[Begin]

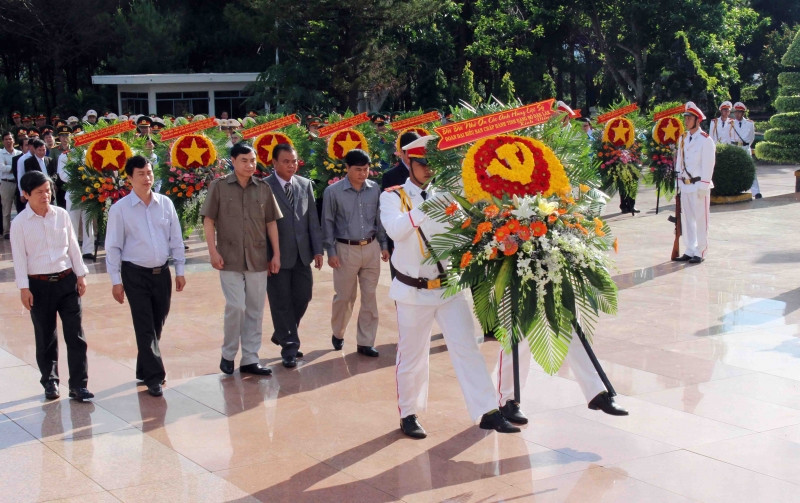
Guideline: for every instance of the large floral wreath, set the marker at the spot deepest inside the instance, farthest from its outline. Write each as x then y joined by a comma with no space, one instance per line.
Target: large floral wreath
529,246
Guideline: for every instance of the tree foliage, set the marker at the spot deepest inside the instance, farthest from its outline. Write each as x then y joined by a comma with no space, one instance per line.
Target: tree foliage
320,55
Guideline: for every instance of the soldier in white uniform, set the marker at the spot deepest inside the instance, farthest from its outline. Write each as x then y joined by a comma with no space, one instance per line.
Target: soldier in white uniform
743,133
418,294
720,128
695,158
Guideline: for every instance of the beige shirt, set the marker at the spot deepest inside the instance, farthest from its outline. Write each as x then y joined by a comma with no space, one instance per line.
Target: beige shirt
240,217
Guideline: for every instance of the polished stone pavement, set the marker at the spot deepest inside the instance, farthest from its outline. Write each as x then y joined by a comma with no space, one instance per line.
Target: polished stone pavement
706,358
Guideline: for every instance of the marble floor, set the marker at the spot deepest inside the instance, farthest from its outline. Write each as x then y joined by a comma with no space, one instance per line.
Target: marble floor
706,358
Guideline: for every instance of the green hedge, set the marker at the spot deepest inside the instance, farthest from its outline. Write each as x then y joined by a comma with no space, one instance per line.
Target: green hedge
782,136
789,121
734,171
787,103
792,56
778,153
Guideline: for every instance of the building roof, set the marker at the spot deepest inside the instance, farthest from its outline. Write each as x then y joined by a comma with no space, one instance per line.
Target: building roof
174,78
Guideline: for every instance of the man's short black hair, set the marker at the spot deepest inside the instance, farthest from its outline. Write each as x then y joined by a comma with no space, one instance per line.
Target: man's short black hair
137,161
407,138
281,147
31,180
356,157
239,149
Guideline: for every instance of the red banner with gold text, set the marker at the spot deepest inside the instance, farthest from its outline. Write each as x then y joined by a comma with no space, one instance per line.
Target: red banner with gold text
270,126
192,127
122,127
471,130
344,124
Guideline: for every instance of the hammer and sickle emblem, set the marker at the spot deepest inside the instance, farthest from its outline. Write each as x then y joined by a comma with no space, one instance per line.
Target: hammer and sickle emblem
517,170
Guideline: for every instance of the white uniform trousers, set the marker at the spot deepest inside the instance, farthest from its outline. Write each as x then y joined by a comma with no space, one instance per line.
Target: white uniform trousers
577,358
78,217
694,222
754,189
413,359
245,293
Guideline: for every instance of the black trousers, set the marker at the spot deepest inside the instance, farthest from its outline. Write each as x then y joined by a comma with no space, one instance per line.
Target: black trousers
289,293
149,297
51,298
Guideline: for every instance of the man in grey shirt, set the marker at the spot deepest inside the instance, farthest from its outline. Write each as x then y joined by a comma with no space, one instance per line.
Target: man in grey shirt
239,216
355,241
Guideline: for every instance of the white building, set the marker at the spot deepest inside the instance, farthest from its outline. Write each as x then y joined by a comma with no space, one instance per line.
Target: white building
180,93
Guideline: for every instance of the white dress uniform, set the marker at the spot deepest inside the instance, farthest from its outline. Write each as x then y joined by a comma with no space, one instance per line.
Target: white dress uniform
76,215
696,155
577,358
743,132
721,130
417,308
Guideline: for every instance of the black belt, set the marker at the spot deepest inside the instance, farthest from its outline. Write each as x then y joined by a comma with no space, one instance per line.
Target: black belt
421,283
56,276
362,242
151,270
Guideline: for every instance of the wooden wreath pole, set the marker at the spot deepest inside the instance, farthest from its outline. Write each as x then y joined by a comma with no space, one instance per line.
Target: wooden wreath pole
592,357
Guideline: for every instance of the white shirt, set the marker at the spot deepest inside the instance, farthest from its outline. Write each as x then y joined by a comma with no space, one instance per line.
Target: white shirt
144,235
5,163
44,245
721,130
21,168
743,131
408,255
695,157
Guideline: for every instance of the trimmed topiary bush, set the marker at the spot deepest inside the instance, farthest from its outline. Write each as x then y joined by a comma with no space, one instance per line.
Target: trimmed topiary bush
734,171
782,142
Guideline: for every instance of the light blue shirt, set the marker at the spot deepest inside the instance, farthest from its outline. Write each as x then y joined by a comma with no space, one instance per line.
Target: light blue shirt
144,235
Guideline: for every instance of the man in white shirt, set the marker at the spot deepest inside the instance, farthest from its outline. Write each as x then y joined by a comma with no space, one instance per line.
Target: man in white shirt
79,217
143,232
743,132
51,277
720,128
7,185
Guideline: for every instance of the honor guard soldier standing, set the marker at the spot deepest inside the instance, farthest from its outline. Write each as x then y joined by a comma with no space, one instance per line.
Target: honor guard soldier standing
695,158
720,128
743,133
419,296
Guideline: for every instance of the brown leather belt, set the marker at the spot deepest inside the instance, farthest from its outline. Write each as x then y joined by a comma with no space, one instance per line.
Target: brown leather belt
150,270
56,276
362,242
420,283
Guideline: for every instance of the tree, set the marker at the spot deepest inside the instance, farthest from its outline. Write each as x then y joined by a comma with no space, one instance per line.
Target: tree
782,141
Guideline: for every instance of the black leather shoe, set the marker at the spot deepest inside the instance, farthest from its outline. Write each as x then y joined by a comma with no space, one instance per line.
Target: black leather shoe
367,351
81,394
255,368
411,427
226,366
275,341
494,420
51,390
606,403
511,412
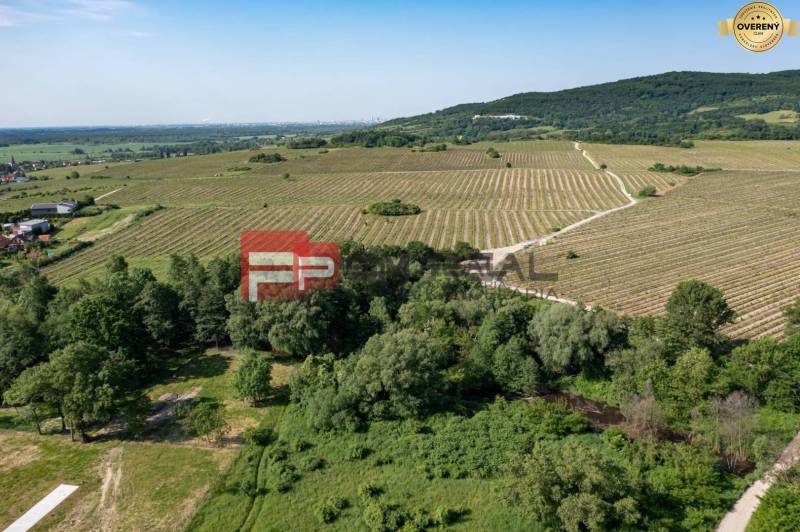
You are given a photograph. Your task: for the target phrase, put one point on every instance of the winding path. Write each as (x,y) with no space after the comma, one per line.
(737,517)
(498,254)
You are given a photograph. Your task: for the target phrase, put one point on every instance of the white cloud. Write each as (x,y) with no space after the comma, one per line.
(23,12)
(96,9)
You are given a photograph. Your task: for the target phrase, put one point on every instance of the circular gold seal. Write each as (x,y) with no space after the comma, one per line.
(758,26)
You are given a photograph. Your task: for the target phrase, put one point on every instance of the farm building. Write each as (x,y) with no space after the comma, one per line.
(62,207)
(35,227)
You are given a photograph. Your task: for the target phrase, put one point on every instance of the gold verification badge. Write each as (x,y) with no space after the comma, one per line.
(758,26)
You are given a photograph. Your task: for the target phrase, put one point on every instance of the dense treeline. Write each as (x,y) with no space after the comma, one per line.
(662,109)
(409,345)
(163,134)
(372,138)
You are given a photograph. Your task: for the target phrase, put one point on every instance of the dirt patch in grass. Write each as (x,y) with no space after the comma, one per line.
(11,458)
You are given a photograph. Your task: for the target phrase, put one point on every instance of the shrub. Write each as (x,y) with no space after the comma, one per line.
(383,517)
(370,490)
(648,191)
(267,158)
(259,436)
(329,511)
(393,208)
(312,463)
(358,452)
(252,379)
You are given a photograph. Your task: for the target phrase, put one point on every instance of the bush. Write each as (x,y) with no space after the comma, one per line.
(370,490)
(252,379)
(383,517)
(262,436)
(312,463)
(648,191)
(358,452)
(267,158)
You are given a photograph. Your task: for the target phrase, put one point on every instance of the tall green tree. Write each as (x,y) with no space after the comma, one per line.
(21,345)
(252,379)
(695,313)
(91,384)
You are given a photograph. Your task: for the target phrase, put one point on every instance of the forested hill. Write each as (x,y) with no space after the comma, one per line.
(660,109)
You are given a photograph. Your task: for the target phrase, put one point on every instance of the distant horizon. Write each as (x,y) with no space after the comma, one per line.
(133,62)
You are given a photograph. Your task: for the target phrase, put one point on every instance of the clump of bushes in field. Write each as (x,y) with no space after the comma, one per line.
(393,208)
(682,169)
(436,147)
(267,158)
(492,153)
(147,212)
(647,191)
(306,142)
(329,511)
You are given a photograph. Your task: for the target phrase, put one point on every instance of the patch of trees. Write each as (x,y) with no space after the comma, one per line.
(492,153)
(393,208)
(306,142)
(374,138)
(682,169)
(267,158)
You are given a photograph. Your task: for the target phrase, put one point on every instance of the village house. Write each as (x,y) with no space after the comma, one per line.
(33,227)
(63,207)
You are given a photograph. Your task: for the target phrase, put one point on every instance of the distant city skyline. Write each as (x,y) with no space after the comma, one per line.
(142,62)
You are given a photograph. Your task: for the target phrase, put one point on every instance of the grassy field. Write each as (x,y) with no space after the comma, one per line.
(153,484)
(773,117)
(64,151)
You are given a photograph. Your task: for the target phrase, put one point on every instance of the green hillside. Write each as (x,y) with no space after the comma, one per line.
(660,109)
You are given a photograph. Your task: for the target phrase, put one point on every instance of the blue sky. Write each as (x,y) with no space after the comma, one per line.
(100,62)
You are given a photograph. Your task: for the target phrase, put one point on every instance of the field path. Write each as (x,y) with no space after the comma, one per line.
(42,508)
(498,254)
(107,194)
(737,518)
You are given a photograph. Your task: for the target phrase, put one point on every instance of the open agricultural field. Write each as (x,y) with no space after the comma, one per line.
(739,231)
(757,155)
(153,484)
(477,200)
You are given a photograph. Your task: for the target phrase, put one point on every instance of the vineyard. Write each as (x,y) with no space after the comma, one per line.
(488,207)
(738,231)
(757,156)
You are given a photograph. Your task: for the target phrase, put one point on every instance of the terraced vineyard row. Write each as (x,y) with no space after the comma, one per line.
(509,189)
(636,181)
(630,261)
(212,231)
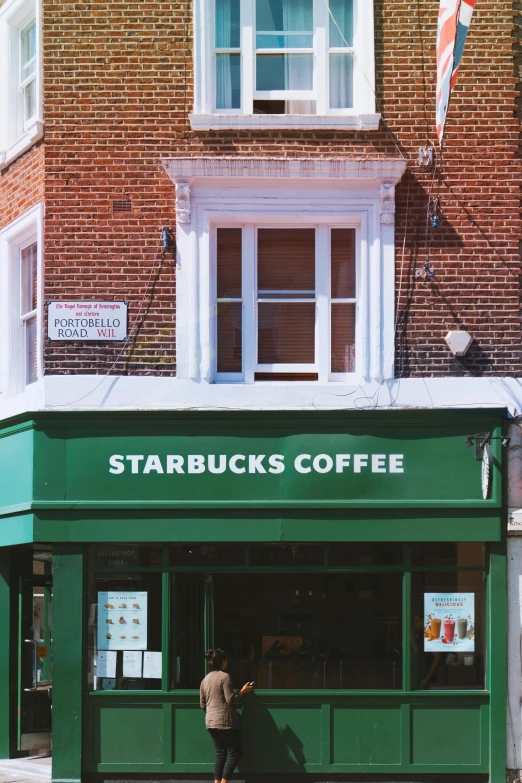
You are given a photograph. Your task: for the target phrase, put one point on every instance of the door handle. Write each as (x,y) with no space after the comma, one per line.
(35,663)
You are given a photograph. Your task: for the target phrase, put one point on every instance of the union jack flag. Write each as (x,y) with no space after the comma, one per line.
(454,21)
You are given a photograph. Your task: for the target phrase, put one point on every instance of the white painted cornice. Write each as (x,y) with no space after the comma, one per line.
(377,169)
(359,122)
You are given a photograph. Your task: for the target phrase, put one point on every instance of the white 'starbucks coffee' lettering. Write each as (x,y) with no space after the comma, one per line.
(255,463)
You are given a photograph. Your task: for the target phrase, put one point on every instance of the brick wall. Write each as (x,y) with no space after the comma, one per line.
(117,90)
(22,185)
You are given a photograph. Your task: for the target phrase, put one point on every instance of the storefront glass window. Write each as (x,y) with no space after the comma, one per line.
(311,631)
(286,555)
(448,630)
(447,554)
(365,554)
(124,631)
(207,555)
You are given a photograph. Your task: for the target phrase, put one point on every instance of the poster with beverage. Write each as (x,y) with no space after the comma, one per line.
(122,620)
(449,622)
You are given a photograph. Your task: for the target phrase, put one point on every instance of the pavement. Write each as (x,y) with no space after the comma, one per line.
(37,769)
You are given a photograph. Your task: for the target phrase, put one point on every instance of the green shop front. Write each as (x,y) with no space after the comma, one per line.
(351,564)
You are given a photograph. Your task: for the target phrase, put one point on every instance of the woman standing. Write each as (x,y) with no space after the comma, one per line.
(217,699)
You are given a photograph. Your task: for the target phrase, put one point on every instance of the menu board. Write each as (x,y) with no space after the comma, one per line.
(122,620)
(449,622)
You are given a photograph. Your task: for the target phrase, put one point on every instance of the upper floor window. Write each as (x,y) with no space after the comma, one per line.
(301,322)
(21,116)
(286,63)
(28,311)
(20,302)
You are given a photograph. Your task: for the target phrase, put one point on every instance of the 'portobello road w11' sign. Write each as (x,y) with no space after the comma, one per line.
(87,321)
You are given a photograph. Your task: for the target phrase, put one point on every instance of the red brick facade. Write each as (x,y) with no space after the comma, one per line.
(118,86)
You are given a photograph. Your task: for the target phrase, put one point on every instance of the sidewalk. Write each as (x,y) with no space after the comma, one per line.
(33,768)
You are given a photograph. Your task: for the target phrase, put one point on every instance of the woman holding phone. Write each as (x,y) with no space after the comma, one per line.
(218,699)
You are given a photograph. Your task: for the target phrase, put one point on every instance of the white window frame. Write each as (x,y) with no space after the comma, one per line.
(362,116)
(13,239)
(246,191)
(322,299)
(18,134)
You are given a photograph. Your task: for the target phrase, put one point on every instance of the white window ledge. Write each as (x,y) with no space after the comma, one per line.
(290,121)
(32,134)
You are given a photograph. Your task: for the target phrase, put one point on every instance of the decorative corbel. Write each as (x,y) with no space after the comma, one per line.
(182,201)
(387,203)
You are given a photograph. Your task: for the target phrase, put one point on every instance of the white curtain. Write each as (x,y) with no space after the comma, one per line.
(299,68)
(341,81)
(341,65)
(224,62)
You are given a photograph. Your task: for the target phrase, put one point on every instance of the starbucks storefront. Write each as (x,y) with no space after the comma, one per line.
(351,564)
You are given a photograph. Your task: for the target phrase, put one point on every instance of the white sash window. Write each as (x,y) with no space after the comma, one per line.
(286,63)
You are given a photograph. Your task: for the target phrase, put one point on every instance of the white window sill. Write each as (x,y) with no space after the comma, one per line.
(33,133)
(288,121)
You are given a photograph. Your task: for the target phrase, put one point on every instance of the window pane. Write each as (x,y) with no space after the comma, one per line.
(286,262)
(286,333)
(447,553)
(343,338)
(369,554)
(311,631)
(229,263)
(448,630)
(188,601)
(284,15)
(341,23)
(284,41)
(286,555)
(343,263)
(207,554)
(227,24)
(28,46)
(284,71)
(341,81)
(28,279)
(31,354)
(228,81)
(29,100)
(229,337)
(124,616)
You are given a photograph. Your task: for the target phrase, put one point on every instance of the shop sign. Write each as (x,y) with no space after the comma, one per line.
(117,557)
(87,321)
(449,622)
(122,620)
(268,461)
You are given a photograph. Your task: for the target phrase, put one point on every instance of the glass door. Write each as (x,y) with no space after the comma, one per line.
(35,671)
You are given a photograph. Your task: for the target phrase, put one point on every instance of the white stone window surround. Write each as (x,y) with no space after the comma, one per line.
(19,234)
(17,136)
(235,191)
(205,117)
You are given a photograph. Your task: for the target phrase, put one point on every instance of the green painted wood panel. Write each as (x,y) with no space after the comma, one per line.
(191,744)
(16,465)
(129,735)
(68,628)
(324,732)
(291,729)
(369,736)
(444,736)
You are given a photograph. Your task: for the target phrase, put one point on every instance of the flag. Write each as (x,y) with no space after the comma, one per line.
(454,21)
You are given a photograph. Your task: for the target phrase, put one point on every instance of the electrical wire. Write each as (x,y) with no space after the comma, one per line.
(127,343)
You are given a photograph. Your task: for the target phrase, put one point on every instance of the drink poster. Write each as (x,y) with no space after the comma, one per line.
(122,620)
(449,622)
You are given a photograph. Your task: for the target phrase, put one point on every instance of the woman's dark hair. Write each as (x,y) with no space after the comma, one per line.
(215,659)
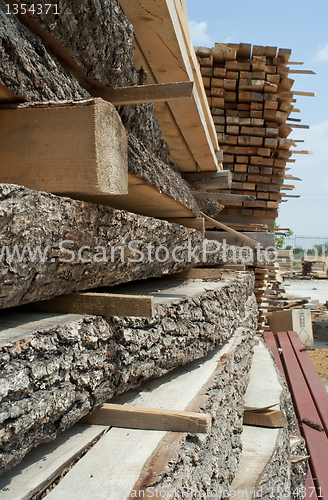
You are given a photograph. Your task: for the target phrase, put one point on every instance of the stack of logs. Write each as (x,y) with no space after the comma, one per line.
(248,91)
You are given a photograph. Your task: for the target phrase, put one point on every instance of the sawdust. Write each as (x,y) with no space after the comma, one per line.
(319,358)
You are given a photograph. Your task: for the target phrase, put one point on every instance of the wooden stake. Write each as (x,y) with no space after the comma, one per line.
(137,417)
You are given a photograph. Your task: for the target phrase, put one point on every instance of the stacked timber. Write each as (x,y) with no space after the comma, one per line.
(317,268)
(249,93)
(285,263)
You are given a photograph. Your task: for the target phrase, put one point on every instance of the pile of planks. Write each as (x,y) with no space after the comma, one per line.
(316,268)
(249,93)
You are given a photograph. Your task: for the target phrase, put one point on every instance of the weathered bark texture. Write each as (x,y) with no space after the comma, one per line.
(53,375)
(28,69)
(33,220)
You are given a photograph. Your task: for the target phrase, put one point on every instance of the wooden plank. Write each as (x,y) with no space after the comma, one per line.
(224,176)
(301,71)
(145,199)
(259,443)
(197,223)
(199,273)
(217,182)
(304,94)
(224,197)
(230,230)
(317,442)
(158,419)
(302,152)
(272,345)
(101,304)
(269,418)
(138,94)
(316,386)
(44,464)
(179,150)
(74,149)
(172,62)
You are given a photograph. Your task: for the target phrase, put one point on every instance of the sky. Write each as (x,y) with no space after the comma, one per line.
(303,27)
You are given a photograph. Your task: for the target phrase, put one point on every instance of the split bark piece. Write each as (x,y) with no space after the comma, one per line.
(158,419)
(75,149)
(100,304)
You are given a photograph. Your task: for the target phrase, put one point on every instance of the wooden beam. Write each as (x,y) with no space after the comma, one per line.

[End]

* [STATED TASK]: Write out the lines above from the one containing "of the sawdust." through the last, exactly as they are.

* [RESULT]:
You are given a photograph. Your task: for the target phrase, put one point on every instance of the sawdust. Write each as (x,y) with no space after the comma, one per line.
(319,358)
You are given a photograph. Your task: for the target phrase, put one point on every instance of the wooden stake. Write each as (x,y) with no space after the comma, one per line.
(137,417)
You are given a photograph. Your task: for the target phrase, put one point on every instance of the stacked timber. Write each as (x,y) with no space after the comma, one per line.
(317,268)
(249,93)
(285,263)
You are given a photograph. Your task: for the target phrase, put one point on every instance of the pile of planks. Write each as (x,y) with no space after the comma, one per line.
(316,268)
(249,93)
You are given a photograph. Your task: for the target phrase, put one point on every instance of the weathered bark texture. Write each as (x,y) with no space after the comma, one per line.
(53,375)
(28,69)
(33,220)
You are given a photograph. Your task: for the target phrase, put one point on every instance of the wooden plank. Write each as (x,y) with no space after the comma, one per line.
(224,176)
(301,71)
(145,199)
(259,443)
(197,223)
(199,273)
(217,182)
(304,94)
(224,197)
(230,230)
(317,442)
(158,419)
(302,152)
(272,345)
(101,304)
(269,418)
(138,94)
(316,386)
(44,464)
(179,150)
(74,149)
(172,62)
You are given a photograph. Your task: for the target phrase, put one point on every instance of the sky. Write each as (x,y) with no space after the comma, one per line.
(303,27)
You are given a photograph. Your task: for the target phrase, put one point on every instance of the split bark piece. Write each as (x,y) with no space after the comma, one per line.
(158,419)
(75,149)
(100,304)
You are given a photograph. Your task: for the target phrase, put one point on every instance of the wooden beam. Write each as (x,y) with no space after the comma, one per line.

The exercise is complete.